● **PASSAGE TO READ**:
********************
Does Bitcoin at $100,000 Signal a Last Laugh for HODLers?

What is there to say with Bitcoin at $100,000 for those of us who thought $10,000 looked nuts. After 15 years of cryptocurrency boom-and-bust cycles, rags-to-riches (and back to rags) stories, scams and bankruptcies, a carnival mood is back and hushing us naysayers.

Politicians are joining the party: Donald Trump is appointing pro-crypto officials, eyeing a Bitcoin reserve and even hawking his own coin. So are punters, who are trying their hand and losing their shirts in the risky meme coin market. Like the 18th-century carnival of Rome attended by the poet Goethe — where all mad and foolish behavior save knifing and brawling was allowed — it’s the mystified tourists who are in the minority.

bitcoin reaches

Right now, it’s Anthony Scaramucci of all people whose analysis makes the most sense: Bitcoin’s new milestone shows it’s gained wider acceptance as a tradable asset and portfolio investment, offering both big gains and gut-wrenching drawdowns (the last peak-to-trough fall after Covid-19 was around 76%). The flipside of having no intrinsic value and a decentralized architecture with a huge energy footprint means that nobody’s using Bitcoin to buy their groceries, though: Only 7% of US consumers hold Bitcoin, according to Deutsche Bank AG research, and a survey published last month by the UK Financial Conduct Authority found only 16% of people who owned cryptocurrencies used them for payments. Skeptics focus on the lack of real-world adoption — yet it’s speculators banking on so-called digital gold who’ve come out richer.
********************
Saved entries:
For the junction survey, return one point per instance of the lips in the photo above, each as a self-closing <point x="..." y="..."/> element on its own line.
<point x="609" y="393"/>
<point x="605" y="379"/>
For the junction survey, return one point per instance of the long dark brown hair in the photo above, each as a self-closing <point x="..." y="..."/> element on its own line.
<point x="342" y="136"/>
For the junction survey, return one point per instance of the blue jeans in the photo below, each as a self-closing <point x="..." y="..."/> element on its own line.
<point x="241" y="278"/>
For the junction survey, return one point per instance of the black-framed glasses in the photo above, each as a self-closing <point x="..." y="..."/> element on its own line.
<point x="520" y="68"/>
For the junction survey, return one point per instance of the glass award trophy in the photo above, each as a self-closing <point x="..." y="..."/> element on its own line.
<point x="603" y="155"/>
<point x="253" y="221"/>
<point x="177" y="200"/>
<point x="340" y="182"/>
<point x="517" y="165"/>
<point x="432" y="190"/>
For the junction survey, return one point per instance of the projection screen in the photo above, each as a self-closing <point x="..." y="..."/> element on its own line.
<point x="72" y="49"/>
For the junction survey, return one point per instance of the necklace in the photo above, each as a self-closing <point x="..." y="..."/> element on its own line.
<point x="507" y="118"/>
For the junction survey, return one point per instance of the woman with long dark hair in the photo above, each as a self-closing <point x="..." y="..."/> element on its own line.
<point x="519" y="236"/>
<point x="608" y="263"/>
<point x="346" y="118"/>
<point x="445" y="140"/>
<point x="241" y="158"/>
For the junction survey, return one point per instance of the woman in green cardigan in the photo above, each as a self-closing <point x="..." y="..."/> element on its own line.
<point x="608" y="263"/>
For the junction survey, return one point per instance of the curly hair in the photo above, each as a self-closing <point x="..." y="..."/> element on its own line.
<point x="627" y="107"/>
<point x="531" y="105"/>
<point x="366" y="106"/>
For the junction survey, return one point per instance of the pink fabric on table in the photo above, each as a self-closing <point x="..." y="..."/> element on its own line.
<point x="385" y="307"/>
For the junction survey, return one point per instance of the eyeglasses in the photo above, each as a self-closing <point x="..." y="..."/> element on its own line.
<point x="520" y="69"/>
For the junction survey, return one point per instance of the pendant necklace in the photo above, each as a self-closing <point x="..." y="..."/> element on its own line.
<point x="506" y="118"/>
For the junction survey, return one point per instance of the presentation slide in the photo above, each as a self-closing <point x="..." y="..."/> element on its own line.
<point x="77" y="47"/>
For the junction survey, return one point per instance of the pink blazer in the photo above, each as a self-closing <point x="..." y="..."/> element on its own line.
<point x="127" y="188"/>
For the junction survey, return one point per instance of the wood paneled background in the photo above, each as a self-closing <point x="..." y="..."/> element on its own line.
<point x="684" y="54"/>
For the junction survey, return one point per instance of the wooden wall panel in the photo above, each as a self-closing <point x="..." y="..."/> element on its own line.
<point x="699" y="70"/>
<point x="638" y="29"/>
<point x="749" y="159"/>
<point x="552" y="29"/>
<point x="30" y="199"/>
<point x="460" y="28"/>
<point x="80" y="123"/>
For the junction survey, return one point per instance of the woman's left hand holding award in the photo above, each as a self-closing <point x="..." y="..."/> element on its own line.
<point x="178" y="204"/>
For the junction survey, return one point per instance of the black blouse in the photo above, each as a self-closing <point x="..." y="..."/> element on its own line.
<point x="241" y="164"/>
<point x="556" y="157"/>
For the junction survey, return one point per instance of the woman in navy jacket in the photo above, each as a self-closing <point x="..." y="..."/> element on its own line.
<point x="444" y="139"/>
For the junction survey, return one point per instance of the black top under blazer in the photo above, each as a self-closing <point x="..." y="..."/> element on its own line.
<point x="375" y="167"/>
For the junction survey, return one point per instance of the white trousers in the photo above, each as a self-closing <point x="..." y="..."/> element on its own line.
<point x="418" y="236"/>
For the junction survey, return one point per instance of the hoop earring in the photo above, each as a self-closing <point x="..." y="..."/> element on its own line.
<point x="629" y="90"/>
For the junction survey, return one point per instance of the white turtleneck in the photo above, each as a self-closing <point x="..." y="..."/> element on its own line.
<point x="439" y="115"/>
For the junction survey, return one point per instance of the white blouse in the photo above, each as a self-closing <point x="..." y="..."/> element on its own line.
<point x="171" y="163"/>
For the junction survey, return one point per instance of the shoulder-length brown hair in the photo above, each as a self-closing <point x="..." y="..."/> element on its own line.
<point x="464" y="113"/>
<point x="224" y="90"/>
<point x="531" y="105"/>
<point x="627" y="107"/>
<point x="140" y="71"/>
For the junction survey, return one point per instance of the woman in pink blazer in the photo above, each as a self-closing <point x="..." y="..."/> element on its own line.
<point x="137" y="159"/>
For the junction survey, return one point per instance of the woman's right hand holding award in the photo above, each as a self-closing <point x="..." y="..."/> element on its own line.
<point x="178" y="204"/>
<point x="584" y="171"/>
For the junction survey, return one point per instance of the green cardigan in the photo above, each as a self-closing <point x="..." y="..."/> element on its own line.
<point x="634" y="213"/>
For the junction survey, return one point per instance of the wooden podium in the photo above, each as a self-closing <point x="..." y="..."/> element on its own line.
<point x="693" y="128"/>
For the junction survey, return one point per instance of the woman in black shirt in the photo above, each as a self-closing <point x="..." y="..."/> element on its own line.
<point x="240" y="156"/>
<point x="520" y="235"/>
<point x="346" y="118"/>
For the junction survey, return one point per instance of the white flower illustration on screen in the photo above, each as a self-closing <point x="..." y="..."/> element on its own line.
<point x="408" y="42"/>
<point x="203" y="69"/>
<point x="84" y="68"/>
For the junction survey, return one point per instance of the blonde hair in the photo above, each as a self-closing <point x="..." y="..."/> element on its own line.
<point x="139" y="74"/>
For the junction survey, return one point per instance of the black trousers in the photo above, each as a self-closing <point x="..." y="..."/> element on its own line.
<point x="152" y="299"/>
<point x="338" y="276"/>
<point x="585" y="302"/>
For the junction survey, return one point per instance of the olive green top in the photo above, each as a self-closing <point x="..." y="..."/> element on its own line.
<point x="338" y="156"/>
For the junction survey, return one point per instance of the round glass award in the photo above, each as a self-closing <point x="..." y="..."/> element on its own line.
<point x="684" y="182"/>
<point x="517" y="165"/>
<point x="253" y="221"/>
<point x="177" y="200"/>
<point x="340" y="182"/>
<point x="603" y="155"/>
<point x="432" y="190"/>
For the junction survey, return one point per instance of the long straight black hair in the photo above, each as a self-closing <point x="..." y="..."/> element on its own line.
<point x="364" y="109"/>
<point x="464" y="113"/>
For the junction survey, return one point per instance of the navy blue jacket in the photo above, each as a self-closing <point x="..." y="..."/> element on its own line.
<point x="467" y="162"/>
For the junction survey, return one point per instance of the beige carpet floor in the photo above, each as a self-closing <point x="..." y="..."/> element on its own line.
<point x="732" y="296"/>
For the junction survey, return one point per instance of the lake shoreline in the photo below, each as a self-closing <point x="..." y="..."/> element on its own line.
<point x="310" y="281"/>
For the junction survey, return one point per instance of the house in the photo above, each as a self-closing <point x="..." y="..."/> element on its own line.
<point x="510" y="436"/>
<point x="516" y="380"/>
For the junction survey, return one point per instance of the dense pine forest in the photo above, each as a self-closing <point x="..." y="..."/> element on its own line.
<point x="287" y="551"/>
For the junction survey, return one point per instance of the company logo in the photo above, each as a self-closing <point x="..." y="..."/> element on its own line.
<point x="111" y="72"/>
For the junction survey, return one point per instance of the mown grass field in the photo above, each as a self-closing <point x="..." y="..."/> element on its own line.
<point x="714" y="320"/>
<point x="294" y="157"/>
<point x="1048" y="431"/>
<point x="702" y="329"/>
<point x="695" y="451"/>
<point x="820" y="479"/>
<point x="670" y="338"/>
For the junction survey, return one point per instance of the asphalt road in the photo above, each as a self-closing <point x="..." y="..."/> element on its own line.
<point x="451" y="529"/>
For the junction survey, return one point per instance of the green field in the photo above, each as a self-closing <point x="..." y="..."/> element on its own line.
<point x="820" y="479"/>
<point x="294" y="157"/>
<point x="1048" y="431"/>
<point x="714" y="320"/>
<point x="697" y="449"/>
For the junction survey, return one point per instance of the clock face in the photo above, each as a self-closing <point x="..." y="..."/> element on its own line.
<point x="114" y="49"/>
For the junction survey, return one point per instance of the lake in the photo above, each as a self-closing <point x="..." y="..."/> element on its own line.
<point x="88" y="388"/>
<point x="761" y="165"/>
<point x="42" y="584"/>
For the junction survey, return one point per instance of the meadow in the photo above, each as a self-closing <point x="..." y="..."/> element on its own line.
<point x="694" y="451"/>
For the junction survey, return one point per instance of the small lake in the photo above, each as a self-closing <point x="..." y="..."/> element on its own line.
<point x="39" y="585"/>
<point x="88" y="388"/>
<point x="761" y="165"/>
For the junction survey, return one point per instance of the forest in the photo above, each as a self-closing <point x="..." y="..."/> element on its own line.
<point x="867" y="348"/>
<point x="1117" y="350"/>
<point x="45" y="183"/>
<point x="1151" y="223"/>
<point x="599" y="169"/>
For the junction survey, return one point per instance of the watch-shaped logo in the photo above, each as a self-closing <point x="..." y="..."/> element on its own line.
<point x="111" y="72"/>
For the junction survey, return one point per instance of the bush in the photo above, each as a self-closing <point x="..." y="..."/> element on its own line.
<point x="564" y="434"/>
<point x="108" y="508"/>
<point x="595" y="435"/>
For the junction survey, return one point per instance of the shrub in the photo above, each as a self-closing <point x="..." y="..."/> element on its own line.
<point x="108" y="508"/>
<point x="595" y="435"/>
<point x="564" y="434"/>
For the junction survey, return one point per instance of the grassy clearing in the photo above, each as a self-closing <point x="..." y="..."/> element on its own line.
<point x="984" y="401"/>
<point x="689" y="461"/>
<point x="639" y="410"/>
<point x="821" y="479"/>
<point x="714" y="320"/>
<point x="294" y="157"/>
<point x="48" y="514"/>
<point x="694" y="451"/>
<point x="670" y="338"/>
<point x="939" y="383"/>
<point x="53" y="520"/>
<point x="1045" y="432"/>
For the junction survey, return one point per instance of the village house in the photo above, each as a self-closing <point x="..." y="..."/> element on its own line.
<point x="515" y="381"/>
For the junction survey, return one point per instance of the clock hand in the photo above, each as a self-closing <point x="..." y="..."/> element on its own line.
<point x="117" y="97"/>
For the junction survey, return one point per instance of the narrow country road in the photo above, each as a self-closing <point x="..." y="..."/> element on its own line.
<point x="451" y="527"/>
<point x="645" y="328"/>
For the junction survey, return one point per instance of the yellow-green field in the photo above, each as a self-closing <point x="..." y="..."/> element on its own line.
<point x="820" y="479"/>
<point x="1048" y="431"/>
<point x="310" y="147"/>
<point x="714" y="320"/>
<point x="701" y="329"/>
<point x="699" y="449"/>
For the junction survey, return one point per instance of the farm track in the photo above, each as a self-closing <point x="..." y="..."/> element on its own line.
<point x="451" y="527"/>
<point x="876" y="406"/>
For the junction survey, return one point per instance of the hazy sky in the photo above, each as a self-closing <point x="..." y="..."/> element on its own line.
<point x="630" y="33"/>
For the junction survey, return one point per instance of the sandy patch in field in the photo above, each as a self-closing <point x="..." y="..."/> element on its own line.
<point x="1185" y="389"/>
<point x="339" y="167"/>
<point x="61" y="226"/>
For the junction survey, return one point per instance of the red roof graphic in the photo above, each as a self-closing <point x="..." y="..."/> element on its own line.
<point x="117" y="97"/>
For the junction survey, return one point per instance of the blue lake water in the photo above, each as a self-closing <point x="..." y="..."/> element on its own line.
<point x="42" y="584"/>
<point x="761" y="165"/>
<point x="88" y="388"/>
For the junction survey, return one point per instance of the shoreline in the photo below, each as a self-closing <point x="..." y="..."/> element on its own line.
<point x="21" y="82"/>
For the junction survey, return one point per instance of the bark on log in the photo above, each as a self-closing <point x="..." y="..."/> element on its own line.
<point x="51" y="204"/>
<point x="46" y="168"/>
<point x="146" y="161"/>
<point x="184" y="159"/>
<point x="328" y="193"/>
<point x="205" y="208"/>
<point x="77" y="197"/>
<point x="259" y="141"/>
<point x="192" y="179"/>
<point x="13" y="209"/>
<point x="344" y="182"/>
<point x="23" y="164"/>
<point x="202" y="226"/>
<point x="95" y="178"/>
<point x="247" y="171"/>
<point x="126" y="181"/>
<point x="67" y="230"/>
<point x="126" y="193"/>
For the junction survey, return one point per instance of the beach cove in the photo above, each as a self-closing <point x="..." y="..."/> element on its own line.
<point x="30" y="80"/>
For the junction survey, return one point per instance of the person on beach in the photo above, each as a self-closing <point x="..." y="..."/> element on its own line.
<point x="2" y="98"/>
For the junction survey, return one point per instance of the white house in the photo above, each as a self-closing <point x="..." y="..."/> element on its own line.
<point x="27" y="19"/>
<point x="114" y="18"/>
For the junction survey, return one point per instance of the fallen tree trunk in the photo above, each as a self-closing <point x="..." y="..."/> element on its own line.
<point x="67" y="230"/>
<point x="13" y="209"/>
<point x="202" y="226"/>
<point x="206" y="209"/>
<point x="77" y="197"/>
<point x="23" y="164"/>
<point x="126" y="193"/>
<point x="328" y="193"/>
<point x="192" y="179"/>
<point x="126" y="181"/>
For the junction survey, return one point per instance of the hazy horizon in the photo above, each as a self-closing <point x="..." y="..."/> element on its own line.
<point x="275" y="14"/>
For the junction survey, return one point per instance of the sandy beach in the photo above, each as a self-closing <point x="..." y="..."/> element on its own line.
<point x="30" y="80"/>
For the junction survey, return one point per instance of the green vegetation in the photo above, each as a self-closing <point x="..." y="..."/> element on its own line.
********************
● **WHAT THE TASK ASKS**:
Reproduce the full article above on Bitcoin reaching $100,000 word for word, from its headline through its last sentence.

● **FINISHED TASK**:
Does Bitcoin at $100,000 Signal a Last Laugh for HODLers?

What is there to say with Bitcoin at $100,000 for those of us who thought $10,000 looked nuts. After 15 years of cryptocurrency boom-and-bust cycles, rags-to-riches (and back to rags) stories, scams and bankruptcies, a carnival mood is back and hushing us naysayers.

Politicians are joining the party: Donald Trump is appointing pro-crypto officials, eyeing a Bitcoin reserve and even hawking his own coin. So are punters, who are trying their hand and losing their shirts in the risky meme coin market. Like the 18th-century carnival of Rome attended by the poet Goethe — where all mad and foolish behavior save knifing and brawling was allowed — it’s the mystified tourists who are in the minority.

bitcoin reaches

Right now, it’s Anthony Scaramucci of all people whose analysis makes the most sense: Bitcoin’s new milestone shows it’s gained wider acceptance as a tradable asset and portfolio investment, offering both big gains and gut-wrenching drawdowns (the last peak-to-trough fall after Covid-19 was around 76%). The flipside of having no intrinsic value and a decentralized architecture with a huge energy footprint means that nobody’s using Bitcoin to buy their groceries, though: Only 7% of US consumers hold Bitcoin, according to Deutsche Bank AG research, and a survey published last month by the UK Financial Conduct Authority found only 16% of people who owned cryptocurrencies used them for payments. Skeptics focus on the lack of real-world adoption — yet it’s speculators banking on so-called digital gold who’ve come out richer.